• [Document excerpt]

NAICS: 31-6213 Men's Footwear (except athletic) Manufacturing, 31-6214 Women's Footwear (except athletic) Footwear, 31-6211 Rubber and Plastic Footwear Manufacturing, 31-6219 Other Footwear Manufacturing

SIC: 3143 Men's Footwear Manufacturing, and 3144 Women's Footwear Manufacturing

NAICS-Based Product Codes: 31-62111 through 31-62114131, 31-62120 through 31-62120120, 31-621130 through 31-62130051, 31-62140 through 31-62140041, 31-62190 through 31-62190020


People have worn shoes for a long time, as evidenced by a cave painting from Spain dated from 12,000 to 15,000 BC showing a man and a woman wearing boots. Much later, we have a substantial record of the types of footwear that existed in the ancient civilizations in Egypt and China. Shoes are necessary as protective covering for the tender soles of the feet and for warmth in cold weather; but from the earliest times, shoes have also played a decorative role. In the United States in the middle of the first decade of the twenty-first century, annual shoe purchases came to 2.3 billion pairs, which translates to an average of 7.6 pairs of shoes per person. While shoes typically have a lifespan of two to four years, the huge number of shoes acquired by U.S. consumers indicates that footwear is bought for fashion and pleasure rather than sheer necessity.

• [Given information]
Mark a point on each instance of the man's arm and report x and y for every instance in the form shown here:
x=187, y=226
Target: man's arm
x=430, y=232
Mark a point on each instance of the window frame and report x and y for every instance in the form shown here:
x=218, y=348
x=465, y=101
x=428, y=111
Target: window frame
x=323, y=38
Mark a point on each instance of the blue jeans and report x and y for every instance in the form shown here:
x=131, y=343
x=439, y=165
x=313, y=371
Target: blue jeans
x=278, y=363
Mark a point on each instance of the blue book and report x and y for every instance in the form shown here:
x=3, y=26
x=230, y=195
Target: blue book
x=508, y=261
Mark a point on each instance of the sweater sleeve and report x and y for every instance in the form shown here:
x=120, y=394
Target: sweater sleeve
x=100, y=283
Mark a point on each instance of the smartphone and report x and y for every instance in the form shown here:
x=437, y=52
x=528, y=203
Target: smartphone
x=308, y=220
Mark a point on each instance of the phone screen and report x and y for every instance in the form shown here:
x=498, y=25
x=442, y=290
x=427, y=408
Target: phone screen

• [Problem A] From the passage on footwear, transcribe everything between "People have worn" and "than sheer necessity.", inclusive.
• [Problem B] Translate this sentence from the passage on footwear into Spanish: "Shoes are necessary as protective covering for the tender soles of the feet and for warmth in cold weather; but from the earliest times, shoes have also played a decorative role."
The records were taken from a separate source.

• [Final answer A]
People have worn shoes for a long time, as evidenced by a cave painting from Spain dated from 12,000 to 15,000 BC showing a man and a woman wearing boots. Much later, we have a substantial record of the types of footwear that existed in the ancient civilizations in Egypt and China. Shoes are necessary as protective covering for the tender soles of the feet and for warmth in cold weather; but from the earliest times, shoes have also played a decorative role. In the United States in the middle of the first decade of the twenty-first century, annual shoe purchases came to 2.3 billion pairs, which translates to an average of 7.6 pairs of shoes per person. While shoes typically have a lifespan of two to four years, the huge number of shoes acquired by U.S. consumers indicates that footwear is bought for fashion and pleasure rather than sheer necessity.

• [Final answer B] Los zapatos son necesarios como cubierta protectora para las delicadas plantas de los pies y para dar calor en tiempo frío; pero desde los tiempos más remotos, los zapatos también han desempeñado un papel decorativo.